— Start Records —

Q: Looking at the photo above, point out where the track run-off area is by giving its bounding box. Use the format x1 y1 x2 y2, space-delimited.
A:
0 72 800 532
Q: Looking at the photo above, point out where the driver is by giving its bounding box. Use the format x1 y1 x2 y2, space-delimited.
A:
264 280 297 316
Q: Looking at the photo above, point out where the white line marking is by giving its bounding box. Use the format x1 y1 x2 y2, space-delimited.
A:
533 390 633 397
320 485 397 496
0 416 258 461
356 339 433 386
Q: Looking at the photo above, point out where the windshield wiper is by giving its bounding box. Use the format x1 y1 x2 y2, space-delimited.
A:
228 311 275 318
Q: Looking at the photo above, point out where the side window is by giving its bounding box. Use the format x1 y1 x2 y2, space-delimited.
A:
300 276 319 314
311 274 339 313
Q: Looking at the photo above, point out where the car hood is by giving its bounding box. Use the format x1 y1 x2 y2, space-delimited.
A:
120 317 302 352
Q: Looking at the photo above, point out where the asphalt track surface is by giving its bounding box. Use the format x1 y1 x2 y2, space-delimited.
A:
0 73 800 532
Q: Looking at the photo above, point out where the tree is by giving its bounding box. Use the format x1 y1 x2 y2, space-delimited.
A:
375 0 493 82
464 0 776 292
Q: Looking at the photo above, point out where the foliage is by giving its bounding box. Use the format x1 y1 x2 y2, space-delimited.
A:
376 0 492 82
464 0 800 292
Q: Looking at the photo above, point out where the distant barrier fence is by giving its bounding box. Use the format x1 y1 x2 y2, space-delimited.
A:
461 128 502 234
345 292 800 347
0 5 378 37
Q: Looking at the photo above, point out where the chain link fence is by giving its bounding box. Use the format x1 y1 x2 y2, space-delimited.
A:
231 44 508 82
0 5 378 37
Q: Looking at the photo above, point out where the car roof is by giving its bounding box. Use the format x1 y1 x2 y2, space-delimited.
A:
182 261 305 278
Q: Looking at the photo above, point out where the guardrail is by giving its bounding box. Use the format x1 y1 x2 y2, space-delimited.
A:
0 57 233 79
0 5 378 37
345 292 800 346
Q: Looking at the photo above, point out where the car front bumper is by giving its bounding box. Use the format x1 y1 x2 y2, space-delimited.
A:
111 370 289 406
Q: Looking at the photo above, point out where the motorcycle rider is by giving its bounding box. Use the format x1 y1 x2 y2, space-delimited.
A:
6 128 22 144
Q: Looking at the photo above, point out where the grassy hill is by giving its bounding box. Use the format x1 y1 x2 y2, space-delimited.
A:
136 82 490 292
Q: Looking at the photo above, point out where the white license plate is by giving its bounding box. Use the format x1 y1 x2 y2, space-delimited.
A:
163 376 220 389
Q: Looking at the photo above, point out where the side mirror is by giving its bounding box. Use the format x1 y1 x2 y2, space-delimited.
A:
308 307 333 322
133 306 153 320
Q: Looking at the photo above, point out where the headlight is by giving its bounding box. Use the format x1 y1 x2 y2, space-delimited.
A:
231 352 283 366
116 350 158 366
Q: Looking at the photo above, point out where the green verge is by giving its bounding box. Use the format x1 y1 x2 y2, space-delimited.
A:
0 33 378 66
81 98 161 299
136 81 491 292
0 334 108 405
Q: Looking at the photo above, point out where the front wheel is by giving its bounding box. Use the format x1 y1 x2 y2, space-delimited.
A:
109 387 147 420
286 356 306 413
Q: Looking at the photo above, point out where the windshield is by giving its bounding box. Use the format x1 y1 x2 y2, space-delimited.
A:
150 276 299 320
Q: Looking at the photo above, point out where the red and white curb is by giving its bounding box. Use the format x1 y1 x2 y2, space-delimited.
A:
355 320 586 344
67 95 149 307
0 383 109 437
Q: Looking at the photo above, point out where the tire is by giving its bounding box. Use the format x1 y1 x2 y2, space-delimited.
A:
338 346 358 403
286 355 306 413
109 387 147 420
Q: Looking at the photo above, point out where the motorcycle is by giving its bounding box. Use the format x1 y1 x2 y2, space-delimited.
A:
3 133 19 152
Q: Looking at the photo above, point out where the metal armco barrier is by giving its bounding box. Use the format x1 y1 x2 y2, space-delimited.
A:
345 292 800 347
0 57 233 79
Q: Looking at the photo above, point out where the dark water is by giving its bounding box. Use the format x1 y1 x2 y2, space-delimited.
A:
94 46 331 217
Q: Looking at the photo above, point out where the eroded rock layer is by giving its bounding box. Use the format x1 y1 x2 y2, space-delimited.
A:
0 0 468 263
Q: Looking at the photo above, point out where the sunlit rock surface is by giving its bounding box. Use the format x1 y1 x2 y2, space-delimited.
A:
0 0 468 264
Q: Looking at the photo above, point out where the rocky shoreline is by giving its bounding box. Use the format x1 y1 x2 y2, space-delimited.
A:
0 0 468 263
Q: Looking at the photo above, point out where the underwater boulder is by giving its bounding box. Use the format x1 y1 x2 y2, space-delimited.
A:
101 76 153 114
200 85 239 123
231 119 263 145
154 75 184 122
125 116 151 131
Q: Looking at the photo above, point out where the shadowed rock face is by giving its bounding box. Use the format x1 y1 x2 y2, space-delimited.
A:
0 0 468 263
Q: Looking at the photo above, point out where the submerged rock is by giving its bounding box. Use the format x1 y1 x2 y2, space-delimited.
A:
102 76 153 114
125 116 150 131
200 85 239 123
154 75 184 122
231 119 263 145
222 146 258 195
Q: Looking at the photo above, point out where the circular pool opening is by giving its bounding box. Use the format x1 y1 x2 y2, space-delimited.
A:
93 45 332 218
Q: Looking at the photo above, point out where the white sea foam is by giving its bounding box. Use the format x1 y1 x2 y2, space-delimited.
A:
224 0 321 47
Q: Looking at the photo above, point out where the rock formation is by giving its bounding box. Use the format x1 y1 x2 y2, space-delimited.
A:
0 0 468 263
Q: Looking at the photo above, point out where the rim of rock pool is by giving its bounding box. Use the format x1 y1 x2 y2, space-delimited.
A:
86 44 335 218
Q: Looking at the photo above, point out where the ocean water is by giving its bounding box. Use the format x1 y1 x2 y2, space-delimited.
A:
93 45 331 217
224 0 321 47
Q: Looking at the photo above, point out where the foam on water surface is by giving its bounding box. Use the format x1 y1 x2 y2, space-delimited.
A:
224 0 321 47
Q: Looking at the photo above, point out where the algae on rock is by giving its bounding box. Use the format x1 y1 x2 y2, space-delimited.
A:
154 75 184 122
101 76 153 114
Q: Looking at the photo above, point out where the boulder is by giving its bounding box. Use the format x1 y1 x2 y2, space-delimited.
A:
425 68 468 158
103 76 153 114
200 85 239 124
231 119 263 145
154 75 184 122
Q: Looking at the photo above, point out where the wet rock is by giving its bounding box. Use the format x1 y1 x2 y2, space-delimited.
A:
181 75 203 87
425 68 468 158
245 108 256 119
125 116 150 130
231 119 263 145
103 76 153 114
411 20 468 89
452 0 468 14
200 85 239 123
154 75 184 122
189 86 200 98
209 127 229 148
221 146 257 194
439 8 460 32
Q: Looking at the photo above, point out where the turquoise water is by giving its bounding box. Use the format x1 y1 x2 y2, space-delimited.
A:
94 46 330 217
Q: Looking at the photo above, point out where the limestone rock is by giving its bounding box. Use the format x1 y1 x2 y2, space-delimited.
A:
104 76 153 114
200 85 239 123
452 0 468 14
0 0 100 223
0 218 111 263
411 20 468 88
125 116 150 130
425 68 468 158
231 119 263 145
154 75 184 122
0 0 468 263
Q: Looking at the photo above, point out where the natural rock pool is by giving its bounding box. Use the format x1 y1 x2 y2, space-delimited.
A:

— End Records —

[Job]
Rewrite the listing above with "space-delimited" replaced by "separated by spaces" in every place it occurs, keeping everything else unchanged.

[Written reply]
Q: Looking at the photo above, point out where the track run-off area is by giving its bounding box. Use the format x1 y1 x2 y2, separated by spaces.
A:
0 72 800 532
Q: Looking at the photo above, point out where the driver is by giving its bounding box. Use the format x1 y1 x2 y2, separated by spaces.
A:
264 280 297 316
Q: Looking at the photo above, point out where the white line marking is by giving its bounding box. Use the format x1 y1 x2 y2, separated by spaces.
A:
533 390 633 397
320 485 397 496
0 416 258 461
356 339 433 386
Q: Looking at the photo above, point out where the windshield wiper is by giving its bounding box. Use the format x1 y1 x2 y2, separated by spaces.
A:
228 311 275 318
Q: Looking at the photo above, point out where the side window is by giving its bounding box. Use the format x1 y1 x2 y2, separated by spaces.
A:
300 276 319 314
311 274 339 313
Q: Looking at the photo above, point out where the car hood is by giving its bounding box. Use the format x1 y1 x2 y2, separated by spaces.
A:
120 317 302 352
Q: Looking at the photo above, point out where the asphalt track surface is by giving its bounding box. Use the format x1 y1 x2 y2, separated by spaces.
A:
0 73 800 532
Q: Looking at the photo above, point out where the tree is by giving its bounding box. Use the format x1 y1 x2 y2, separated by spaces.
A:
375 0 493 82
464 0 776 292
Q: Looking at the photo above, point out where the foliage is by giving its bounding box. Use the format x1 y1 x2 y2, separated by spaces.
A:
376 0 492 82
464 0 800 292
Q: Looking at the photo above, point out where the distant barrier fence is by giving its bounding box. Use the format x1 y1 x2 y2, separated by spaces.
A:
461 128 502 234
345 292 800 347
0 5 378 37
Q: Looking at the photo above, point out where the chain link fence is by giving its bounding box. Use the format x1 y1 x2 y2, separated by spaces.
A:
231 44 508 82
0 5 378 37
Q: Looking at the photo above, point out where the car roof is by giving its bounding box. Use the format x1 y1 x2 y2, separated by spaces.
A:
182 261 305 278
Q: Looking at the photo above, point out where the guardrail is by giving its bounding box. Use the format x1 y1 x2 y2, separated by spaces.
A:
0 57 233 79
0 5 378 37
345 292 800 346
Q: Looking at the photo above, point out where the car front bumper is by giving its bounding box. Use the format x1 y1 x2 y2, separated by spaces.
A:
111 370 289 406
Q: Looking at the photo above, point out where the motorcycle rider is by giving its bounding box. Use the format x1 y1 x2 y2, separated by spaces.
A:
6 128 22 144
Q: Looking at the photo above, point out where the grassy hill is by giving its bounding box. Use the format x1 y1 x2 y2, separated by spaces.
A:
136 82 490 292
Q: Looking at the photo above, point out where the white license plate is by giving its bounding box. Use the format x1 y1 x2 y2, separated by spaces.
A:
163 376 220 389
Q: Looking at the photo above, point out where the side mirror is by giving its bounding box. Use the format x1 y1 x2 y2, separated by spaces.
A:
308 307 333 322
133 306 153 320
Q: Looking at the photo above, point out where the headlight is by giving its bounding box. Use the format x1 y1 x2 y2, separated by spaces.
A:
231 352 283 366
116 350 158 366
Q: Looking at the photo above, point out where the green verge is by giving its bounding box. Use the format x1 y1 x2 y2, separated by spaces.
A:
0 33 378 66
81 98 161 299
136 81 491 292
0 334 108 405
Q: Looking at the photo above, point out where the front wheel is by giving its bounding box. Use the format x1 y1 x2 y2, separated by spaces.
A:
109 387 147 420
286 356 306 413
Q: Looking at the photo above, point out where the windshield is by giving its bounding box. Use the format x1 y1 x2 y2, separated by spaces.
A:
150 276 299 320
Q: Looking at the photo above, point out where the red and white curb is by giving its bounding box. Use the format x1 y1 x2 y2, separated by spaces.
A:
355 320 586 344
67 95 149 307
0 383 109 437
Q: Looking at the photo above, point out where the tire is by giving its bounding box. Use the format x1 y1 x2 y2, separated by spaces.
A:
338 346 358 403
286 355 306 413
109 387 147 420
Q: Looking at the photo above, point out where the motorcycle is by giving its bounding box. Use the format x1 y1 x2 y2, separated by spaces.
A:
3 133 19 152
Q: Looking at the photo above, point out where the metal armco barrier is by giving its bounding box. Use the format x1 y1 x2 y2, separated by spaces.
A:
345 292 800 347
0 57 233 79
Q: Looking at the photo above, point out where the dark water is by giving its bounding box. Use the format x1 y1 x2 y2, separated by spaces.
A:
94 46 331 217
Q: Looking at the photo above, point out where the eroded rock layer is by giving its bounding box. Use the format x1 y1 x2 y2, separated by spaces.
A:
0 0 468 263
Q: Looking at the photo above, point out where the sunlit rock surface is by giving its bounding box. Use the format x1 y1 x2 y2, separated by spaces.
A:
0 0 468 264
Q: Looking at the photo above, point out where the rocky shoreline is by giving its bounding box. Use the format x1 y1 x2 y2, separated by spaces.
A:
0 0 468 263
Q: Looking at the photo above, point out where the underwater boulder is by giving its bounding box. Use the format x1 y1 x2 y2, separated by spaces.
A:
101 76 153 114
200 85 239 123
231 119 263 145
154 75 184 122
125 116 151 131
Q: Looking at the photo above, point out where the shadowed rock face is by giving its bounding box. Use the format x1 y1 x2 y2, separated by spaces.
A:
0 0 468 263
Q: Looking at the photo above, point out where the submerged rock is by giving its bounding box. Use the format x1 y1 x2 y2, separated by spaces.
A:
102 76 153 114
125 116 150 131
200 85 239 123
154 75 184 122
231 119 263 145
222 146 258 195
Q: Looking at the photo above, point out where the circular pool opening is by giving its bounding box. Use the format x1 y1 x2 y2, separated by spaces.
A:
93 45 332 218
Q: Looking at the photo above, point out where the white sea foam is by giving its bounding box. Use the format x1 y1 x2 y2, separated by spaces.
A:
224 0 321 47
Q: Looking at the photo above, point out where the rock formation is by giving its bounding box. Use the format x1 y1 x2 y2, separated by spaces.
A:
0 0 468 263
Q: Looking at the photo above, point out where the rim of rock pool is by giving its bounding box. Use the format x1 y1 x2 y2, separated by spaces.
A:
86 44 335 218
Q: Looking at the photo above, point out where the ocean water is by giving its bounding box. Use the format x1 y1 x2 y2, separated by spaces.
A:
93 45 331 217
224 0 321 47
Q: Looking at the photo above, point out where the foam on water surface is by giving its bounding box. Use the format x1 y1 x2 y2, separated by spaces.
A:
224 0 321 47
Q: Looking at the photo above, point out where the algae on rock is by giving its bounding box. Use the format x1 y1 x2 y2, separated by spaces.
A:
154 75 184 122
101 76 153 114
Q: Looking at the photo above, point out where the boulder is by giving its bounding box. Use the format x1 y1 x2 y2, separated by spaces.
A:
425 68 468 158
103 76 153 114
200 85 239 124
231 119 263 145
154 75 184 122
Q: Looking at the photo above, point out where the wet rock is by giving its bounding box. Use the format x1 y1 x2 y2, separated by spaces.
A:
181 75 203 87
425 68 468 158
245 108 256 119
125 116 150 130
231 119 263 145
103 76 153 114
411 20 468 89
452 0 468 14
200 85 239 123
154 75 184 122
189 86 200 98
209 127 229 148
221 146 257 194
439 8 460 32
Q: Looking at the photo above, point out where the turquoise water is by giving its bounding box. Use the format x1 y1 x2 y2, separated by spaces.
A:
94 46 330 217
Q: Looking at the photo above, point out where the limestone rock is by giving its bounding box. Use the format x1 y1 x2 y2, separated by spaces.
A:
104 76 153 114
200 85 239 123
452 0 468 14
0 0 100 223
0 218 111 263
411 20 468 88
125 116 150 130
425 68 468 158
231 119 263 145
154 75 184 122
0 0 468 263
Q: Looking at the photo above, point out where the natural rock pool is by giving its bounding box. Use the format x1 y1 x2 y2, separated by spaces.
A:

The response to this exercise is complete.